▶ _Given instruction_:
Copy the lines of the records below exactly, from the line with "where the dark" to the line with "310;113;412;207", including both of those lines.

▶ _Extracts from a box-labeled dataset_:
——————
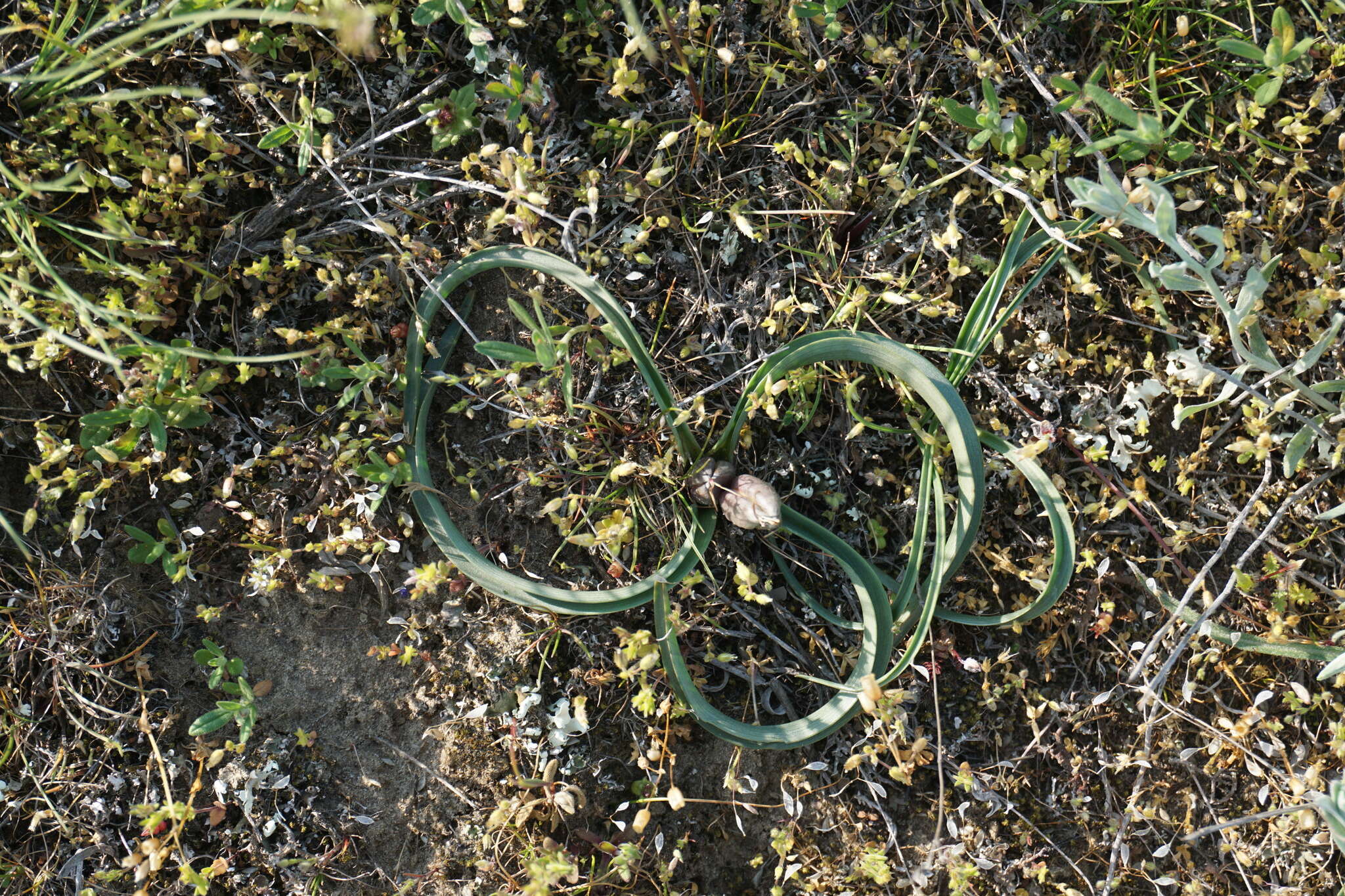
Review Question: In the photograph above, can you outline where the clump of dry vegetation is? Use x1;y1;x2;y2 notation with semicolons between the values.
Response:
0;0;1345;896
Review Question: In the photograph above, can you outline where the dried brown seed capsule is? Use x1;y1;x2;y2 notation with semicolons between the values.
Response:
686;457;734;507
720;475;780;530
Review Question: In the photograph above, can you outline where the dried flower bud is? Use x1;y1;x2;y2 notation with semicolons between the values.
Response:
686;457;734;507
720;475;780;530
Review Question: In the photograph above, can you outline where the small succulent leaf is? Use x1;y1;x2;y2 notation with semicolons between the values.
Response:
122;524;159;544
943;99;981;129
187;710;234;738
1283;426;1313;479
1285;37;1317;64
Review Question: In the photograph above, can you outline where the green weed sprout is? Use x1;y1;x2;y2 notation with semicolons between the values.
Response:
125;517;191;584
943;78;1028;158
1218;7;1313;108
187;638;257;746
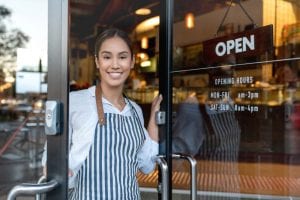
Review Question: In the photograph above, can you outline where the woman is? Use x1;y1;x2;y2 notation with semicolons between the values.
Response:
42;29;162;200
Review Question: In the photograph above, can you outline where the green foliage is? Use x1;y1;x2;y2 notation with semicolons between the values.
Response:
0;5;29;68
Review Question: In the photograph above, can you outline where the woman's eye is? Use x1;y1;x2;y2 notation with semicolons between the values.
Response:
120;56;127;60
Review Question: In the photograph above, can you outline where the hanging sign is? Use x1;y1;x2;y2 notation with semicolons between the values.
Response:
203;25;273;65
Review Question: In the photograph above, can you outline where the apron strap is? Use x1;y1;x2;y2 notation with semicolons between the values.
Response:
96;84;105;125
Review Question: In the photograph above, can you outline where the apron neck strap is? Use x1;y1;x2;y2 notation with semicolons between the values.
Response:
96;83;105;125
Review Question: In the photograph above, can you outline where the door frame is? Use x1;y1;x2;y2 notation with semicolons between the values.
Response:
158;0;174;200
47;0;69;200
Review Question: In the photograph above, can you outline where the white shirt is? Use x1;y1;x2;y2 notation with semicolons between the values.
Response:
43;86;158;188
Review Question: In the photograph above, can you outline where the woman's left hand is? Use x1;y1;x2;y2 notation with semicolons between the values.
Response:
147;94;162;142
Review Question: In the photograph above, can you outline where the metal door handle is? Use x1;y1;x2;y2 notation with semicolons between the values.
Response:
7;180;58;200
154;155;169;200
35;176;47;200
172;154;197;200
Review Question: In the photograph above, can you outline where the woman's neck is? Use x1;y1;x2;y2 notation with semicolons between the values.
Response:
101;85;125;110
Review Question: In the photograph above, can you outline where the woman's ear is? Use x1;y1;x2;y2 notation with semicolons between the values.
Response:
95;56;99;69
130;55;135;69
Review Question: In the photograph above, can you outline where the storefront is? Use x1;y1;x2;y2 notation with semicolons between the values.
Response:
2;0;300;199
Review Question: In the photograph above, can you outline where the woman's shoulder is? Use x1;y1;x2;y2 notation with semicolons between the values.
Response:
69;87;94;108
127;98;142;111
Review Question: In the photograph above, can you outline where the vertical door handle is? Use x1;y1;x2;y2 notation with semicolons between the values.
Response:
172;154;197;200
35;176;47;200
7;180;58;200
154;155;169;200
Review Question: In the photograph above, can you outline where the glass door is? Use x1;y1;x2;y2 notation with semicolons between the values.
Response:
1;0;69;199
166;0;300;199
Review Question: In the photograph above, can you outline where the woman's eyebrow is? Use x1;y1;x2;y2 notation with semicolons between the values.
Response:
100;51;112;54
119;51;129;54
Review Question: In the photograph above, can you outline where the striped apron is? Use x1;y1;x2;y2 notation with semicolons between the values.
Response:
71;107;145;200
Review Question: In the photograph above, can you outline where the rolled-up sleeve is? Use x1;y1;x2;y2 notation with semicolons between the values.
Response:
138;129;158;174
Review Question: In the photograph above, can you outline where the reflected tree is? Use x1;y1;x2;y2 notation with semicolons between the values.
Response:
0;5;29;84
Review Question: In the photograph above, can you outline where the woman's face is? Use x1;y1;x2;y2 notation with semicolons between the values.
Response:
95;37;134;87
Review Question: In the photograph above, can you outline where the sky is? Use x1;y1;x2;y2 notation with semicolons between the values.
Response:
0;0;48;70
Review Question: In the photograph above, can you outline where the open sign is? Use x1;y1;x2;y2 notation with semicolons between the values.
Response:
203;25;273;64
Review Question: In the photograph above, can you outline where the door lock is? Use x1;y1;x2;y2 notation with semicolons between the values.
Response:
45;100;62;135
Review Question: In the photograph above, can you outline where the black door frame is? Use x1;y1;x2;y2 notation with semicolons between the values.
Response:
47;0;69;200
158;0;174;200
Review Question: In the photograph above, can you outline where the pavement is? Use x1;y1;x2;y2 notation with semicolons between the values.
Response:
0;116;46;200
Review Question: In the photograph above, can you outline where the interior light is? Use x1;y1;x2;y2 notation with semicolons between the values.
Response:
185;13;195;29
137;53;149;61
140;60;151;67
141;36;148;49
136;16;159;33
135;8;151;15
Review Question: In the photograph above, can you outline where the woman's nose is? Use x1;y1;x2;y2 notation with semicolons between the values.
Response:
111;59;119;68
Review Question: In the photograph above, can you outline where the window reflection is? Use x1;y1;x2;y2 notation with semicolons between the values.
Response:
0;0;48;199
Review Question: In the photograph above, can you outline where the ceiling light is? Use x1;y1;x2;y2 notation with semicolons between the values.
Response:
141;36;148;49
135;8;151;15
185;13;195;29
140;60;151;67
136;16;159;33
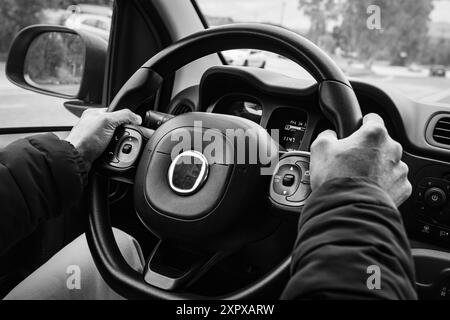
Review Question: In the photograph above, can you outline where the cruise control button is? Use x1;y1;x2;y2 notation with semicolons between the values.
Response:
283;174;295;187
272;164;301;196
122;143;133;154
286;183;311;203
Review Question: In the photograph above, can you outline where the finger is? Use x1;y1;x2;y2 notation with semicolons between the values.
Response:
389;138;403;162
316;130;337;141
108;109;142;127
363;113;385;127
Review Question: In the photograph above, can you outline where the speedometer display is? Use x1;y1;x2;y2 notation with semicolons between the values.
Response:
268;108;308;151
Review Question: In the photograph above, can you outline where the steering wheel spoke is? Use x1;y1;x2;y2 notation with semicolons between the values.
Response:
144;241;225;291
97;125;154;184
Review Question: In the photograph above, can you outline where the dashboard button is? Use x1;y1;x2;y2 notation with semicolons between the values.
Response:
416;221;437;238
436;228;450;242
424;187;447;208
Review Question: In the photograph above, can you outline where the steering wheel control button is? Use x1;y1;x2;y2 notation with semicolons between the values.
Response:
122;143;133;154
270;151;311;212
287;183;311;203
106;128;142;169
424;187;447;208
273;164;301;197
296;161;311;184
168;150;209;196
283;174;295;187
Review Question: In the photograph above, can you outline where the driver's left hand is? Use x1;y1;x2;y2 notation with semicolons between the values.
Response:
65;109;142;168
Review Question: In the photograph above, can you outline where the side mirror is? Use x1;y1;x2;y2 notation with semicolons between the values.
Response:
6;25;108;104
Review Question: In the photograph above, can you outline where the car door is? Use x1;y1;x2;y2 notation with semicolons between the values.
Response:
0;0;113;297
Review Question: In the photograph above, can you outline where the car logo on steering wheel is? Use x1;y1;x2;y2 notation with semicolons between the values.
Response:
168;150;209;196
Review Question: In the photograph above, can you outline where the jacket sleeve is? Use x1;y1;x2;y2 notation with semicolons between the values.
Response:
281;178;417;299
0;134;87;256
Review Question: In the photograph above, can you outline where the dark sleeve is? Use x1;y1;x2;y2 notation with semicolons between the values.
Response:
0;134;87;256
281;178;417;299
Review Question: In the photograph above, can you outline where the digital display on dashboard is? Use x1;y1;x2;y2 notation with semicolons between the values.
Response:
268;108;308;151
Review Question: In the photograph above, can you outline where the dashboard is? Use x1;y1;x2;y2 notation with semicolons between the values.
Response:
165;66;450;252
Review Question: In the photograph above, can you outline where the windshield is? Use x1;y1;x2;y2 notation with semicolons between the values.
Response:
197;0;450;103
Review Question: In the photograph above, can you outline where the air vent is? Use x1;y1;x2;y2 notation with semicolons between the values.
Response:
433;117;450;145
171;103;192;116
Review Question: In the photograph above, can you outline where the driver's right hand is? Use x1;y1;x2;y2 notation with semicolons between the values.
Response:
310;113;412;207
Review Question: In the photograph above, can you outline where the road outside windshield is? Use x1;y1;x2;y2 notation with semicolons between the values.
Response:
197;0;450;104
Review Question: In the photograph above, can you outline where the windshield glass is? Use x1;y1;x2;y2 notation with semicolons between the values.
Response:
197;0;450;103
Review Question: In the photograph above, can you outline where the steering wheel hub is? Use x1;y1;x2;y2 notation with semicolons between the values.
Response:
167;150;209;196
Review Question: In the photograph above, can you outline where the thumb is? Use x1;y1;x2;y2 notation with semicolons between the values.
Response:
109;109;142;127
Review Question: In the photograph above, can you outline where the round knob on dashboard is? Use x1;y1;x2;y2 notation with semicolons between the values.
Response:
424;187;447;208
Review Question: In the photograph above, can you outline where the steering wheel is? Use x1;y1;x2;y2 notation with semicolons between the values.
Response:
86;24;362;299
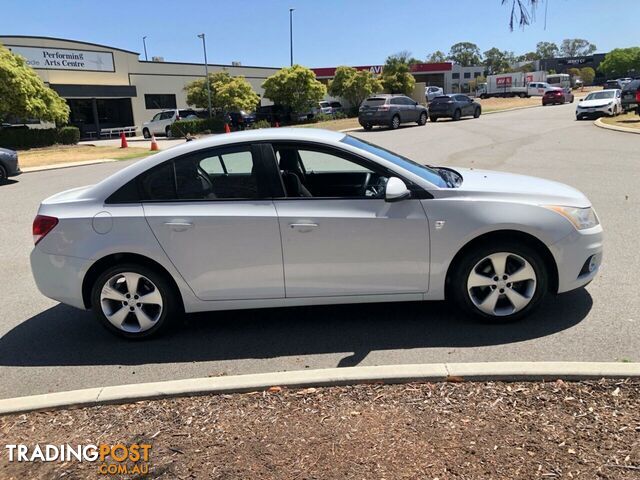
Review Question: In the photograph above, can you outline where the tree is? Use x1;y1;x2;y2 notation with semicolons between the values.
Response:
184;72;260;112
449;42;482;67
536;42;560;59
427;50;447;63
329;66;382;110
598;47;640;77
382;52;416;95
580;67;596;85
560;38;598;57
0;45;69;123
262;65;327;113
483;47;515;75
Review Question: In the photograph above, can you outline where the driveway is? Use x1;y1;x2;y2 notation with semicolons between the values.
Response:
——————
▶ _The solution_:
Review Question: In the photograph above, can you outline where the dark sleeve is? Use x1;y1;x2;y2 notation with semicolons between the values.
Response:
0;134;87;256
281;178;417;299
Review Question: In the photograph above, can you outline where the digital display on dashboard is? Use x1;y1;x2;y2 notation with semicolons between the values.
Response:
268;108;308;151
Review Question: In the photograph above, can you outline where the dashboard is? Use x1;y1;x2;y2 notation with semicolons between the values.
Response:
165;66;450;252
Review Question: In the photograph above, can you outline where the windshield is? Use x1;y1;x2;y2 notation with semicolons between the values.
Response:
197;0;450;103
Review Question: In the photograph above, can you outline where the air vent is? Use x1;y1;x2;y2 notation with semicolons between the values.
Response:
433;117;450;145
171;103;192;116
Review Question: In the photograph above, can you outline where the driver's right hand is? Use x1;y1;x2;y2 notation with semicolons between the values.
Response:
310;113;412;207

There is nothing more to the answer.